Task requirements:
A. From the emergency department case study, list every quality that the customer research found consumers perceived Memorial Hospital as having.
B. Return the portion of the emergency department case study starting with "Steve isn’t alone." and going on through "for business decision-making.", copied without any changes.

Given text:

_____

“Knowledge of yourself will preserve you from vanity."– Miguel de Cervantes
Here’s a case study illustrating why, despite having reasons to be confident in our intuition about how customers view the world, relying on that intuition can lead us astray. (Names have been changed.)
Steve had a problem. The emergency department of the Community Hospital was empty.
Well, not empty, but it was not nearly as full as it should have been.
Emergency departments are the “front door" to hospitals, accounting for roughly half of the inpatient admissions, and drive a large share of the revenue for the hospital. A slow emergency room is more than a medical puzzle (it’s not as if patients were simply not having emergencies). It’s a dire business problem.
Steve had a hunch about what was going on. Deep down, he knew he’d find his missing patients at another local hospital, let’s call them Memorial Medical Center, a competitor that had recently renovated its emergency department.
But this didn’t make sense to Steve. Both Community Hospital and Memorial Medical Center served a neighboring town, but Community Hospital was just a five-minute drive while the competitor was over a half hour away. In addition to being closer, Steve’s perception was that his emergency room had lower prices and shorter wait times.
In emergencies, Steve intuitively felt that surely these three advantages were more of a priority than renovated private rooms, right? So why were patients flocking to Memorial Medical Center’s ED? It didn’t make sense.
Why is intuition about customers often wrong?
Steve isn’t alone. The sheer number of decisions that managers must quickly make doesn’t allow for the luxury of finding all the data they need. By necessity, thoroughly vetted solutions often give way to time constraints and the temptation to at least partially rely on one’s “gut."
There are a lot of terms for this sort of decision-making: “Intuition", “a feeling in your bones", and “instinct". There is a strong appeal in applying your spidey sense – it feels natural and it is efficient. But there are also very real dangers in relying solely on one’s own intuition for business decision-making.
While most marketers today agree that the customer’s perspective should be at the center of the business operation, our intuition about customers’ needs and perceptions is often wrong. The problem is that humans are just not very effective at understanding and predicting others’ perspectives and preferences. Research in a wide variety of contexts has consistently demonstrated that “people often build on their own preferences in predicting those of others."
In other words, we can’t get out of the way of our own preferences and intuition when it comes to assuming what our customers want.
When Steve tried to predict local healthcare consumers’ perceptions of the competitive ED options, he believed his facility had a strong competitive position, with particular advantages in wait times, location, and pricing. This made the loss in patient volume even more puzzling and seem solely attributable to the competitive hospital’s new construction and private rooms.
The Data Speaks for Itself
Steve recognized that his own intuition may not be correct, so he partnered with Vennli to gather evidence from actual consumers before creating his strategy to increase patient volume.
Customer research revealed some startling insights:
- While Steve and his team had focused on one main competitor, consumers were considering more options. In reality, Community Hospital competed with more options than they thought - some up to a 40-minute drive away.
- Consumers didn’t share the Steve team’s assessment of the competitive situation. Their competitor Memorial Hospital was not just valued for having private rooms, but consumers also perceived them as having better staff, more appropriate patient care, and shorter wait times! In fact, the only distinct thing perceived about Community Hospital was that it was the closest option to town.

_____

Referring expression data
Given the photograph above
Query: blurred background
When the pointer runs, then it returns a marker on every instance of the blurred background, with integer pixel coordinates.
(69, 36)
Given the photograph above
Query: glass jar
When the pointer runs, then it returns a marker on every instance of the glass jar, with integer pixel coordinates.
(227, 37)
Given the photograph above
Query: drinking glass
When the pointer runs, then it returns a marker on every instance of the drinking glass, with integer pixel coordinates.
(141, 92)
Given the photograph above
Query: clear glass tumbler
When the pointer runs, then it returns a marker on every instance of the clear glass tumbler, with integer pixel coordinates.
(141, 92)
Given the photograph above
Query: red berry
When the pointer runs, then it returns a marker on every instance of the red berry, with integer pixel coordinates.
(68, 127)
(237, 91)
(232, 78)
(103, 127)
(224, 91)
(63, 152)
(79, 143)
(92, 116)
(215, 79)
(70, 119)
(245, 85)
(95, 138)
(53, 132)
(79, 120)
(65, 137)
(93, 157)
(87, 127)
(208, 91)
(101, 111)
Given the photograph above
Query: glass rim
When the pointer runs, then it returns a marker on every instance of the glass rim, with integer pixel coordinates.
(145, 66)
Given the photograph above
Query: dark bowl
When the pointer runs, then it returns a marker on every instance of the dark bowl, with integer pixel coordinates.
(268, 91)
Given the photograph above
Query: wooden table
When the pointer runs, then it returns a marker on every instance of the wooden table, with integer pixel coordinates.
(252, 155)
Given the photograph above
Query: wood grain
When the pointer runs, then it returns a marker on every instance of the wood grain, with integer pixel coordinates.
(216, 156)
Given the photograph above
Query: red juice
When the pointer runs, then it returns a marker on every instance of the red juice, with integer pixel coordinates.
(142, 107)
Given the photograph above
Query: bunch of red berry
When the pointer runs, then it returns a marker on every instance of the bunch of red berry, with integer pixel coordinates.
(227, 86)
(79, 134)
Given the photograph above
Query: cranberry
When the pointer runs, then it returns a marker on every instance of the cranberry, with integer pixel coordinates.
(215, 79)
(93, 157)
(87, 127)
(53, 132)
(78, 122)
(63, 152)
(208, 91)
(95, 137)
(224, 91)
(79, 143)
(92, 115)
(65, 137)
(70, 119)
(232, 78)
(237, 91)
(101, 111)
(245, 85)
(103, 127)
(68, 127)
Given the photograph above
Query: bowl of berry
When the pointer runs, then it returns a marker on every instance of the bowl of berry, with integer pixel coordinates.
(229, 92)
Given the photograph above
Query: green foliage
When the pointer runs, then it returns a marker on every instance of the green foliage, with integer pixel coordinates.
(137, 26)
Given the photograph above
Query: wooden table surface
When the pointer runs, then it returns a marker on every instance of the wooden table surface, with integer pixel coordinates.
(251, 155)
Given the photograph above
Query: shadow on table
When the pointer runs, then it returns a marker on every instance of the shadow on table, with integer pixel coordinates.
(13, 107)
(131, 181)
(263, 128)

_____

Results for each task:
A.
- Private rooms
- Better staff
- More appropriate patient care
- Shorter wait times

B.
Steve isn’t alone. The sheer number of decisions that managers must quickly make doesn’t allow for the luxury of finding all the data they need. By necessity, thoroughly vetted solutions often give way to time constraints and the temptation to at least partially rely on one’s “gut."
There are a lot of terms for this sort of decision-making: “Intuition", “a feeling in your bones", and “instinct". There is a strong appeal in applying your spidey sense – it feels natural and it is efficient. But there are also very real dangers in relying solely on one’s own intuition for business decision-making.